→ **WHAT YOU HAVE TO DO**
Write out the data below again, replacing every "field log" with "site log" and leaving everything else as it is.
START MATERIAL
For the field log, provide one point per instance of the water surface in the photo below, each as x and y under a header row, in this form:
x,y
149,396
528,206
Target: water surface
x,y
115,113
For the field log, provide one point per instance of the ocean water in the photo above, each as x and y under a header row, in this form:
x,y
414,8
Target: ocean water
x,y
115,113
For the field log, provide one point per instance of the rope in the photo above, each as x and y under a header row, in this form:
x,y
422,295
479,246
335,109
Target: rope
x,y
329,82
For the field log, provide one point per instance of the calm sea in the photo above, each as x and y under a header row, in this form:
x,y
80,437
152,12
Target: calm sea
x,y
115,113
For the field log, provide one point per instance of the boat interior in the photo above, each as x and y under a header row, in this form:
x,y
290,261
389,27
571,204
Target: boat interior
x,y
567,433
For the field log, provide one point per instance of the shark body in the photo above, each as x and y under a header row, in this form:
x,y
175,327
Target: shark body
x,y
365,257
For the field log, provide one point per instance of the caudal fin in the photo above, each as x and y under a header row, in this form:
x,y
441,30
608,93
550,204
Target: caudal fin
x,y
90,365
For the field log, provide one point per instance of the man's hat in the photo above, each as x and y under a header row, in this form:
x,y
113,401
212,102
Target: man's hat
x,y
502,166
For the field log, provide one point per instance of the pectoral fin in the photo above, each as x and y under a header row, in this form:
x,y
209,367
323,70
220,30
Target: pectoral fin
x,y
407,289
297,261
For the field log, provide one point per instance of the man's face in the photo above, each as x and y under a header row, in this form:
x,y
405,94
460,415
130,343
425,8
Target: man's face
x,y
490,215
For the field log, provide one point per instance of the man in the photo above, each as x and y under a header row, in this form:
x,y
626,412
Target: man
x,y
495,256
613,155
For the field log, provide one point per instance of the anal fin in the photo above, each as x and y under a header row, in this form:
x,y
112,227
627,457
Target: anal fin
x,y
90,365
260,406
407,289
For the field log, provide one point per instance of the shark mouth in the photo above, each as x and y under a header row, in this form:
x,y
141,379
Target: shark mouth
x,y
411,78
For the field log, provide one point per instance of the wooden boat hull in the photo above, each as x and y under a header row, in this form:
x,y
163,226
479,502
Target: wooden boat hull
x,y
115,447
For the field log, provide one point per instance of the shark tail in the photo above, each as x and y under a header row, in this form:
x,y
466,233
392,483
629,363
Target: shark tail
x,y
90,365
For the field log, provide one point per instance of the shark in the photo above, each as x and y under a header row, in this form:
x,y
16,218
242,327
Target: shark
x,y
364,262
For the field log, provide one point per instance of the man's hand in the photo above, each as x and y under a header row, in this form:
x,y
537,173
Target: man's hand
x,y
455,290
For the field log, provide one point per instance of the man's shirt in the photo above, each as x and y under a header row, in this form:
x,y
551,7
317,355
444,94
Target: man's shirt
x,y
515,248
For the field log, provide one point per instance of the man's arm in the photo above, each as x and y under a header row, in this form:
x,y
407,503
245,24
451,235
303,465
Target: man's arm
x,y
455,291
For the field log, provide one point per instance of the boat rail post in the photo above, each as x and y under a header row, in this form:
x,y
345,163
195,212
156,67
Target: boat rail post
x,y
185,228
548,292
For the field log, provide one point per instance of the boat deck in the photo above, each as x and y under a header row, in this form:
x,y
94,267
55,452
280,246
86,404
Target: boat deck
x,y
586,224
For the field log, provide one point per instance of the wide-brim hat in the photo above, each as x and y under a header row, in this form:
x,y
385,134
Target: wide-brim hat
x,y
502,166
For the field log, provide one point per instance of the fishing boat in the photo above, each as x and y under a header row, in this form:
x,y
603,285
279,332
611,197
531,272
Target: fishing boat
END MATERIAL
→ **EXERCISE ANSWER**
For the site log, provide one point per instance of the water surface in the photo below, each as x and y under a header row, in this form:
x,y
149,396
528,206
Target: water surface
x,y
115,113
For the site log, provide one point per instance of the ocean water in the photo above, each as x and y under a header row, in this form:
x,y
414,8
Target: ocean water
x,y
115,113
For the site log, provide one point per instance of the rope in the photo above, each as x and y under a header row, in this form:
x,y
422,295
479,246
335,109
Target: rope
x,y
329,82
For the site log, provide one point per instance of the calm sea in the photo above, each as x and y under a header row, in this form:
x,y
80,437
152,12
Target: calm sea
x,y
115,113
For the site log, provide one point per instance of the boat interior in the photo above, each as x and y under a header row, in this form:
x,y
290,261
389,27
571,204
Target: boat interior
x,y
567,433
For the site log, provide one point per instance of the shark body in the photo above, each as x and y under a header row, in this form:
x,y
175,327
Target: shark body
x,y
365,257
For the site log, provide one point per instance of the caudal fin in the photo above, each as x and y under a header row, in this form:
x,y
441,30
608,93
550,204
Target: caudal fin
x,y
90,365
For the site log, provide one point per instance of the man's hat in the photo above, each as x and y under a header row, in this form:
x,y
113,401
212,102
Target: man's hat
x,y
502,166
For the site log, provide one point per instance of the pectoral fin in the photo above, each as x and y under a header row, in this form:
x,y
209,367
323,70
220,30
Target: pectoral fin
x,y
407,289
297,261
For the site log, provide one point per instance of the man's face in the photo above, each as x and y under a header row, in this form:
x,y
405,94
460,415
130,343
425,8
Target: man's face
x,y
490,215
For the site log, provide one point per instance of the man in the photo above, each as x and y under a header row, in this form:
x,y
626,412
Target: man
x,y
495,256
613,155
For the site log, provide one point per instance of the anal fin in the photo above, each as x and y under a header row, in this form:
x,y
112,227
627,457
Target: anal fin
x,y
90,365
260,406
407,289
For the site log, provide one point per instance of the shark mouth in the photo above, each as x and y under a header row, in this form:
x,y
141,379
Target: shark mouth
x,y
411,78
For the site log, provide one point per instance of the wooden boat hull in the photo above, each as x and y under a header row, in this form:
x,y
163,226
479,502
Target: wooden boat hull
x,y
115,447
For the site log, provide one point per instance of the shark tail in the photo above, each as x and y under a header row, in this form:
x,y
466,233
392,483
629,363
Target: shark tail
x,y
90,365
For the site log, provide one point per instance of the shark in the photo above, each as x and y under a header row, in this form:
x,y
16,218
242,327
Target: shark
x,y
364,262
For the site log, provide one point per instance of the man's hand in the photo above, each as x and y under a header row, in this form:
x,y
537,173
Target: man's hand
x,y
455,290
For the site log, provide one point per instance of the man's shirt in the photo above, each as x and y under a header row, in this form:
x,y
551,7
317,355
444,94
Target: man's shirt
x,y
515,248
For the site log, provide one point per instance of the man's arm in the photo above, each as x and y under a header row, in this form:
x,y
407,503
245,24
451,235
303,465
Target: man's arm
x,y
455,291
For the site log, provide one point per instance of the boat rail post in the photo above, each as x and y under a header row, in this form:
x,y
345,163
195,212
156,67
Target: boat rail post
x,y
185,228
548,292
For the site log, provide one point per instance of the boat deck in the photo above, each as x and y under a header row, in this form:
x,y
94,267
55,452
280,246
86,404
Target: boat deck
x,y
586,224
For the site log, provide one point per instance of the wide-brim hat in the photo above, each as x and y under a header row, in this form:
x,y
385,134
Target: wide-brim hat
x,y
502,166
For the site log, provide one point per instance of the fishing boat in the photo above, each as x and y under a header row, in this form:
x,y
603,285
279,332
611,197
531,272
Target: fishing boat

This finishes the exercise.